>> begin Supplied material
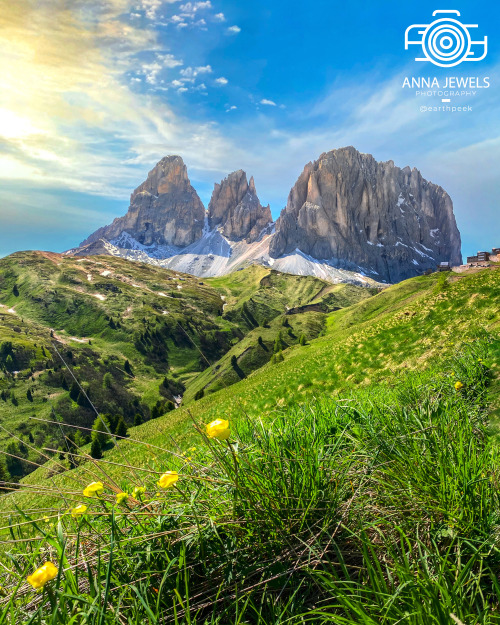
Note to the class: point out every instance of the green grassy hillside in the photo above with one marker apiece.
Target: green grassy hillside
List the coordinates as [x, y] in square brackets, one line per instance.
[359, 484]
[406, 327]
[135, 337]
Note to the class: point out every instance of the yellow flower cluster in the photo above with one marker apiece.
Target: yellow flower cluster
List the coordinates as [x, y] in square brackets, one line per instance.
[79, 511]
[168, 479]
[94, 490]
[138, 491]
[219, 429]
[42, 575]
[121, 498]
>> end Supplied material
■ **Direction**
Make a word-for-word copy of the entries, without any pictures.

■ **Complete response**
Note to the class: point out every instance of the green grassy hillside in the photo above with one marker apiece.
Target: green grassy hillside
List the coordinates as [x, y] in square brackets, one line per instance.
[359, 484]
[406, 327]
[135, 337]
Note to the class: point out every instance of the yellow flower cluster in the photo above with one marker apiece.
Target: yellow flower cluster
List the coordinates as [x, y] in square brackets, one line per instance.
[79, 511]
[168, 479]
[94, 490]
[138, 491]
[219, 429]
[42, 575]
[121, 498]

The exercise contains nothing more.